• _FRAGMENTO PROPORCIONADO_
____
FACUNDO, "EL FINAL" 


 

 

 

                                                                                Por Rolando Carmona

 

 

 

        A modo de fundamentos de este escrito

 

 

Para quienes nacimos y vivimos en este departamento, y de cierta forma tuvimos la merced de recibir un grado mínimo de formación cultural, implica de modo ineludible, casi una obligación, bucear nuestra historia local y abordar la figura de Juan Facundo Quiroga.

El acervo de la historiografía argentina atesora abundante información concerniente al asesinato de Quiroga en Barranca Yaco. Los episodios que precedieron el fatal desenlace del caudillo riojano son relatados por  historiadores y literatos con una marcada similitud.

Facundo inicia el derrotero de su muerte el 22 de diciembre de 1834, cuando el gobernador interino de Buenos Aires, decide enviar  al caudillo hacia el norte del país para solucionar un problema que se había generado entre los gobernadores de las provincias de Salta y Tucumán.

Quiroga, no esgrimió excusa alguna, a pesar del fuerte mal de reuma que lo aquejaba, a sabiendas que debía trasladarse en carruaje por varios días por las escabrosas carreteras del norte argentino.

El hombre de espesas patillas haciendo gala de su brío, el más de la veces impredecible, rechaza el acompañamiento de escoltas y emprende su marcha de modo inusitado y con la velocidad que guarda parangón con una saeta.

Cuando  se presenta en el lugar del conflicto, éste ya había terminado, tal vez jamás existió. Lo cierto es que Quiroga aprovecha su estada para convencer a los norteños de la necesidad de una constitución con el fin de consolidar la organización nacional.

El 13 de febrero inicia su camino de regreso y al encuentro de su muerte. A pesar de los anuncios, Facundo rechaza una y otra vez desviarse del camino y la presencia de escoltas.
____
• _Datos de anotación de la ubicación de objetos_
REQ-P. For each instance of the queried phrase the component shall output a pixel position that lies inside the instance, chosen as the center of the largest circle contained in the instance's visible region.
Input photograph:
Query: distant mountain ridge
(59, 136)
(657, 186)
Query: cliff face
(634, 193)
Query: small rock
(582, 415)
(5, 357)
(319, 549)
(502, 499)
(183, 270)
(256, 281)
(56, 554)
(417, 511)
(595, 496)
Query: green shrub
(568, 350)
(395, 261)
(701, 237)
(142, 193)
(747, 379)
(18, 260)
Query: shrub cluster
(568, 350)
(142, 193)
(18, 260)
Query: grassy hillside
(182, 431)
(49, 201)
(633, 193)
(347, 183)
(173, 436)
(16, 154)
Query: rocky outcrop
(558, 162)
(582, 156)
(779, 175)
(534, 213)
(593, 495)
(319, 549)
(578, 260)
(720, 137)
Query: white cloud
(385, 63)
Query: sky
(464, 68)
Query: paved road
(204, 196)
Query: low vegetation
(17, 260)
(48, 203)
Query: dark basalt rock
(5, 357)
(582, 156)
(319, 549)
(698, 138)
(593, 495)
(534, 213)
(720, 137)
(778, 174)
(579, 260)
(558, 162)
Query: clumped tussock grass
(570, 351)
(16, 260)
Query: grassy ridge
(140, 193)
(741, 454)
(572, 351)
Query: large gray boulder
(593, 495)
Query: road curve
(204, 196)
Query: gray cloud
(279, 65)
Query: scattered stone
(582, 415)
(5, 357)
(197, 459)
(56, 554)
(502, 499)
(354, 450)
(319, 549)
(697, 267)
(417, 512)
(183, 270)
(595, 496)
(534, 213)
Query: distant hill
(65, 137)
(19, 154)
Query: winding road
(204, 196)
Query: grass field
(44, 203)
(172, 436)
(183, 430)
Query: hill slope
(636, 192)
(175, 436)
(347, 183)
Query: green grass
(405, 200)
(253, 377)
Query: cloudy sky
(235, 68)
____
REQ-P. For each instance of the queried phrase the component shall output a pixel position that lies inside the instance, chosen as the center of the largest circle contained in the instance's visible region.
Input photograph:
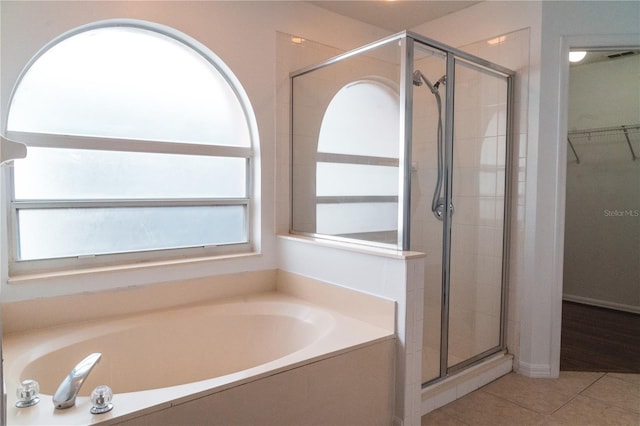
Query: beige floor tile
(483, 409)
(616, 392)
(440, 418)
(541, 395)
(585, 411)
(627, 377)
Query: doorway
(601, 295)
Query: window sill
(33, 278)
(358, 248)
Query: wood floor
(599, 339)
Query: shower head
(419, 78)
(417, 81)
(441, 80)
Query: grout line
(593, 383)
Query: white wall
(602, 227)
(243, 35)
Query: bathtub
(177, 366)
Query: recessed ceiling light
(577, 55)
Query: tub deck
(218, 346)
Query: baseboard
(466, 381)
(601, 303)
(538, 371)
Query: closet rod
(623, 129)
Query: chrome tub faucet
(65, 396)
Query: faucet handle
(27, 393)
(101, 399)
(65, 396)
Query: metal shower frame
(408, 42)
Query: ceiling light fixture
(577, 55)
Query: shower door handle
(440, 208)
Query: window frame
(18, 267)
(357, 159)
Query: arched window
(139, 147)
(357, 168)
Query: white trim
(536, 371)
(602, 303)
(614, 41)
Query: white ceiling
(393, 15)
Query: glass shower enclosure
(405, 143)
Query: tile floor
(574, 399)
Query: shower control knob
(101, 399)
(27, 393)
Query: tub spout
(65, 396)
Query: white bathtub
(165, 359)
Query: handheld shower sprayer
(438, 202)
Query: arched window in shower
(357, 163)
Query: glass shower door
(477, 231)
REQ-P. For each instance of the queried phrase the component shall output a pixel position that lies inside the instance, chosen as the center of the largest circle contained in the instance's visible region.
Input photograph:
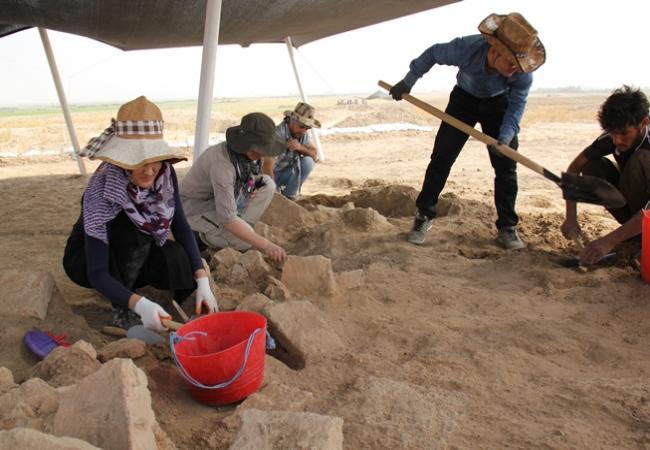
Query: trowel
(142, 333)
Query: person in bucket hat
____
• _EJERCICIOS PROPUESTOS_
• 1. Reproduce sin cambios el pasaje del fragmento sobre Facundo Quiroga que empieza con "Para quienes nacimos" y continúa hasta "Salta y Tucumán.".
• 2. Resume en una sola oración el párrafo del fragmento sobre Facundo Quiroga que comienza con "Facundo inicia el derrotero".
Resuelve todo basándote únicamente en el fragmento.

• _RESPUESTAS_
• 1.
Para quienes nacimos y vivimos en este departamento, y de cierta forma tuvimos la merced de recibir un grado mínimo de formación cultural, implica de modo ineludible, casi una obligación, bucear nuestra historia local y abordar la figura de Juan Facundo Quiroga.

El acervo de la historiografía argentina atesora abundante información concerniente al asesinato de Quiroga en Barranca Yaco. Los episodios que precedieron el fatal desenlace del caudillo riojano son relatados por  historiadores y literatos con una marcada similitud.

Facundo inicia el derrotero de su muerte el 22 de diciembre de 1834, cuando el gobernador interino de Buenos Aires, decide enviar  al caudillo hacia el norte del país para solucionar un problema que se había generado entre los gobernadores de las provincias de Salta y Tucumán.

• 2. El 22 de diciembre de 1834, el gobernador interino de Buenos Aires decidió enviar a Facundo al norte del país para solucionar un problema entre los gobernadores de Salta y Tucumán, y así comenzó el camino hacia su muerte.